◆ Work to complete
Output the abstract below on autonomous mental development in high dimensional context and action spaces, word for word and in full.

◆ Selected extract

Autonomous mental development in high dimensional context and action spaces

Autonomous Mental Development (AMD) of robots opened a new paradigm for developing machine intelligence, using neural network type of techniques and it fundamentally changed the way an intelligent machine is developed from manual to autonomous. The work presented here is a part of SAIL (Self-Organizing Autonomous Incremental Learner) project which deals with autonomous development of humanoid robot with vision, audition, manipulation and locomotion. The major issue addressed here is the challenge of high dimensional action space (5-10) in addition to the high dimensional context space (hundreds to thousands and beyond), typically required by an AMD machine. This is the first work that studies a high dimensional (numeric) action space in conjunction with a high dimensional perception (context state) space, under the AMD mode. Two new learning algorithms, Direct Update on Direction Cosines (DUDC) and High-Dimensional Conjugate Gradient Search (HCGS), are developed, implemented and tested. The convergence properties of both the algorithms and their targeted applications are discussed. Autonomous learning of speech production under reinforcement learning is studied as an example.

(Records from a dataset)
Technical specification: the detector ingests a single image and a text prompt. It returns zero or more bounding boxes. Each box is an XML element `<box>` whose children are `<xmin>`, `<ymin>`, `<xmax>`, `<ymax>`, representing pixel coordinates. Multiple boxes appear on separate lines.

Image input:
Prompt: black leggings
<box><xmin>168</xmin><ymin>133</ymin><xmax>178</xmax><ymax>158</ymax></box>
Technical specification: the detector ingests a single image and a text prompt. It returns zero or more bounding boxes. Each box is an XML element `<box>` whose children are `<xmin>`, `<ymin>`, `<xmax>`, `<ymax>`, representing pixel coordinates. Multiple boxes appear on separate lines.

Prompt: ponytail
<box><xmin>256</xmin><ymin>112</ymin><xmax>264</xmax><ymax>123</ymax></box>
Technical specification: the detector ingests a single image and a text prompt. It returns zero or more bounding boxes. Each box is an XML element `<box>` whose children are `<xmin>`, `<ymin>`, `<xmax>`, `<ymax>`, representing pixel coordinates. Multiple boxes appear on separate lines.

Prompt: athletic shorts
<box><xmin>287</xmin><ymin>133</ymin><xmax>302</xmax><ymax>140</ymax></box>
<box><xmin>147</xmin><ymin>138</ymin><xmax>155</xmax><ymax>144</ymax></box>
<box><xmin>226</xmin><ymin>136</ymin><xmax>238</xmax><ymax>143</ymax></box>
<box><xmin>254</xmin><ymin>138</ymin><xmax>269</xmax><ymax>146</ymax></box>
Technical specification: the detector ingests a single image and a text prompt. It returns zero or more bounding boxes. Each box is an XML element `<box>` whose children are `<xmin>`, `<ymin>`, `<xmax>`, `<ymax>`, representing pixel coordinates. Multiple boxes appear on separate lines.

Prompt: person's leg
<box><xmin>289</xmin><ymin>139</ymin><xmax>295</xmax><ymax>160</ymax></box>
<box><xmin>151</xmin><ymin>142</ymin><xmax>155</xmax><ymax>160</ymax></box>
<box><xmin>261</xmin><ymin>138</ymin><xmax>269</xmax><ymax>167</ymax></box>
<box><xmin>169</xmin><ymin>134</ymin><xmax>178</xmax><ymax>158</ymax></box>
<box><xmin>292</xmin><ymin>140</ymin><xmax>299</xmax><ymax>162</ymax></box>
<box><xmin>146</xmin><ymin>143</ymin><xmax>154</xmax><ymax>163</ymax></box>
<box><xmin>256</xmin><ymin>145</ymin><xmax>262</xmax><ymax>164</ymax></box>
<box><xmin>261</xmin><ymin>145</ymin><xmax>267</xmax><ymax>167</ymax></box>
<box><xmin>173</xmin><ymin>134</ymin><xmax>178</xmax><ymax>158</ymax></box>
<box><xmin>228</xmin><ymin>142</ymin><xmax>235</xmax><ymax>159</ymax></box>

◆ Problem solution
Autonomous mental development in high dimensional context and action spaces

Autonomous Mental Development (AMD) of robots opened a new paradigm for developing machine intelligence, using neural network type of techniques and it fundamentally changed the way an intelligent machine is developed from manual to autonomous. The work presented here is a part of SAIL (Self-Organizing Autonomous Incremental Learner) project which deals with autonomous development of humanoid robot with vision, audition, manipulation and locomotion. The major issue addressed here is the challenge of high dimensional action space (5-10) in addition to the high dimensional context space (hundreds to thousands and beyond), typically required by an AMD machine. This is the first work that studies a high dimensional (numeric) action space in conjunction with a high dimensional perception (context state) space, under the AMD mode. Two new learning algorithms, Direct Update on Direction Cosines (DUDC) and High-Dimensional Conjugate Gradient Search (HCGS), are developed, implemented and tested. The convergence properties of both the algorithms and their targeted applications are discussed. Autonomous learning of speech production under reinforcement learning is studied as an example.